EXERCISE BRIEF
From the Milefortlet 17 text, transcribe the passage between "Milefortlet 17 (Dubmill" and "located and surveyed.", inclusive.

SOURCE EXTRACT
----

Milefortlet of the Roman Cumbrian Coast defences

Milefortlet 17 (Dubmill Point) was a Milefortlet of the Roman Cumbrian Coast defences. These milefortlets and intervening stone watchtowers extended from the western end of Hadrian's Wall, along the Cumbrian coast and were linked by a wooden palisade. They were contemporary with defensive structures on Hadrian's Wall. There is little to see except a slight depression in the ground, but Milefortlet 17 has been located and surveyed.

==Description==
Milefortlet 17 is situated at Dubmill Point, southwest of the village of Mawbray in the civil parish of Holme St Cuthbert. All that remains to be seen on the ground is a slight depression defining the ditch on the east and south sides.

The fortlet was thought to have been lost to coastal erosion, but was located on aerial photographs in 1977. Limited excavations were conducted in 1983, although the only finds were some pottery and nails. A geophysical survey was carried out in 1994 which showed the precise position of the milefortlet, surrounded on three sides by a ditch, with the fourth west side now being overlaid by the modern road.

== Associated Towers ==
Each milefortlet had two associated towers, similar in construction to the turrets built along Hadrian's Wall. These towers were positioned approximately one-third and two-thirds of a Roman mile to the west of the Milefortlet, and would probably have been manned by part of the nearest Milefortlet's garrison. The towers associated with Milefortlet 17 are known as Tower 17A and Tower 17B. The locations of both towers are uncertain, and their positions have been estimated by measurement to adjoining Roman frontier works. It is possible that coastal erosion has destroyed one or both sites.

----

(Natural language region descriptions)
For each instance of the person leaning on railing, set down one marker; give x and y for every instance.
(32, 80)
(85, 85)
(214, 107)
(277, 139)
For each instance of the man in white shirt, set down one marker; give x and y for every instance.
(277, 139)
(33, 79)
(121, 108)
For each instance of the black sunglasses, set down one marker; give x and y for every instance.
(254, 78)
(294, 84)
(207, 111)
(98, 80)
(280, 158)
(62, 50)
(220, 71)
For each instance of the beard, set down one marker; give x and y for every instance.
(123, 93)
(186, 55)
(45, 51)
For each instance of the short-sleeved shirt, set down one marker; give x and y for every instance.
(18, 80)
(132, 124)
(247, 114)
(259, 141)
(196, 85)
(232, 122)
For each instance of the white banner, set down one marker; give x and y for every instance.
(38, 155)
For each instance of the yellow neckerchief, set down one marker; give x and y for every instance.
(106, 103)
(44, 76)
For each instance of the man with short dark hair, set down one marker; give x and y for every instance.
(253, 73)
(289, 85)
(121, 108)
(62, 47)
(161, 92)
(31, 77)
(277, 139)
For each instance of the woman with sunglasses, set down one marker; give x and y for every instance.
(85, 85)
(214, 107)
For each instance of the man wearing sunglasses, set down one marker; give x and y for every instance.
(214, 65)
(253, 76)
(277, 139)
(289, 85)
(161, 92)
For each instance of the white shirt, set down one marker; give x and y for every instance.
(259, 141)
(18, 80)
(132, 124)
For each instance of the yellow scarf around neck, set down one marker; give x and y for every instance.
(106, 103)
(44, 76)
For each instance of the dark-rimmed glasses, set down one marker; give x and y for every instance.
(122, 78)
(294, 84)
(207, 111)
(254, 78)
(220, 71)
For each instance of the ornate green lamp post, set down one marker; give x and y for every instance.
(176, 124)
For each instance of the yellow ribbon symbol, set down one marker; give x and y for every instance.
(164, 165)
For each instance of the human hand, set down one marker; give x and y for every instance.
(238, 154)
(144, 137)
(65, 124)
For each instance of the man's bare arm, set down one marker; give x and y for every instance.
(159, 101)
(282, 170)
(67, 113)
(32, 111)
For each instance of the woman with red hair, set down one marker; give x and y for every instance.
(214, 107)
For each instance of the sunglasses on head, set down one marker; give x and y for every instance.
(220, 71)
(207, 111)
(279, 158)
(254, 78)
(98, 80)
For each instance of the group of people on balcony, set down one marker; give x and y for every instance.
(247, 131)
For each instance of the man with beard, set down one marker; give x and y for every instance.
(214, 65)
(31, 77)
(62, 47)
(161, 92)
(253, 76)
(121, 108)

----

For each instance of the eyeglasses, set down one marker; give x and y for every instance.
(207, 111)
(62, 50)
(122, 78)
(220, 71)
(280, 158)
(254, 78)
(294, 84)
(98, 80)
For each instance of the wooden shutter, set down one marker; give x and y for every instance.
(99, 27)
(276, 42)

----

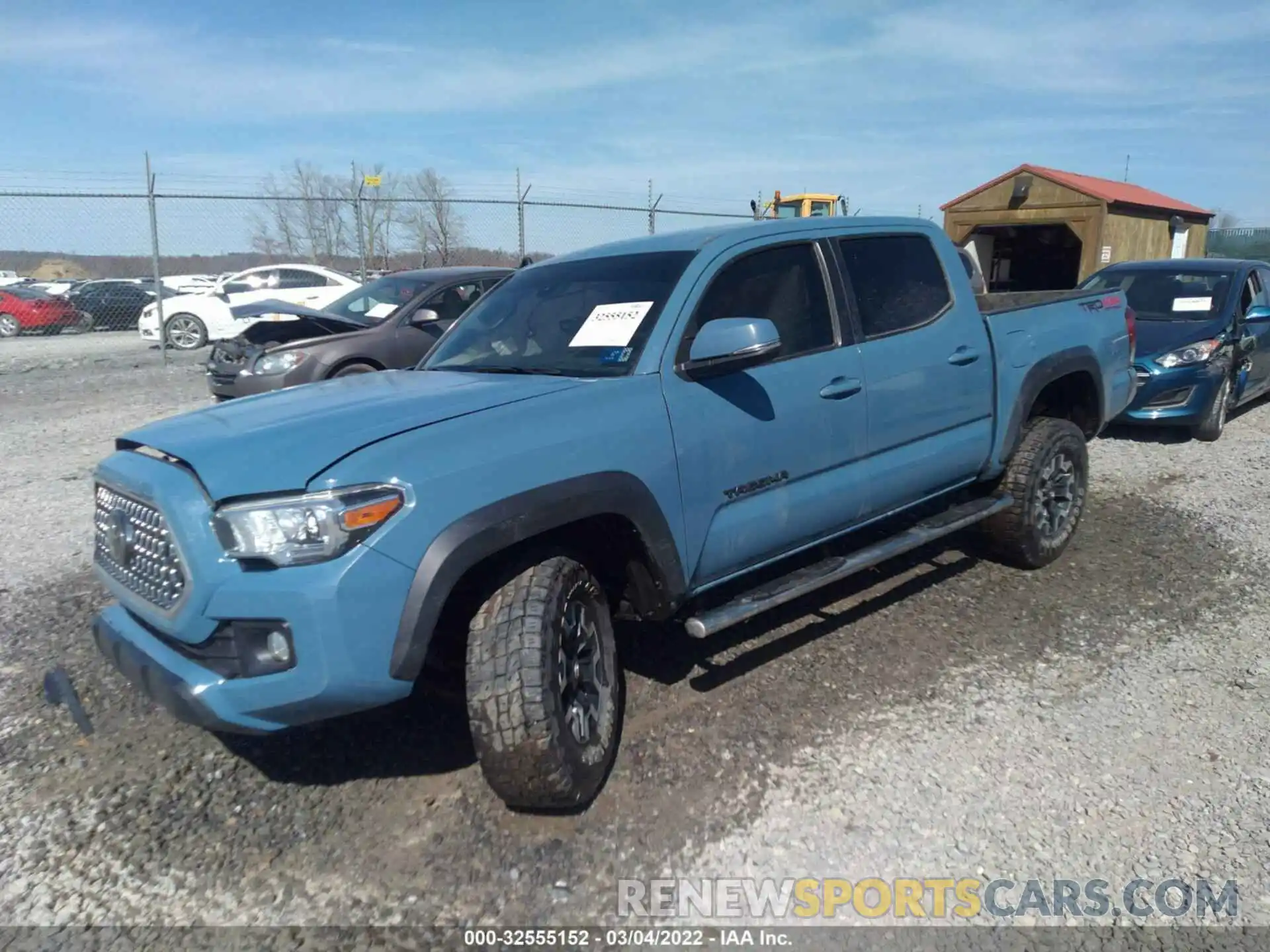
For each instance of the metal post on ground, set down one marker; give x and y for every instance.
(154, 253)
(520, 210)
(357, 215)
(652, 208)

----

EXERCISE OUTPUT
Milefortlet 17 (Dubmill Point) was a Milefortlet of the Roman Cumbrian Coast defences. These milefortlets and intervening stone watchtowers extended from the western end of Hadrian's Wall, along the Cumbrian coast and were linked by a wooden palisade. They were contemporary with defensive structures on Hadrian's Wall. There is little to see except a slight depression in the ground, but Milefortlet 17 has been located and surveyed.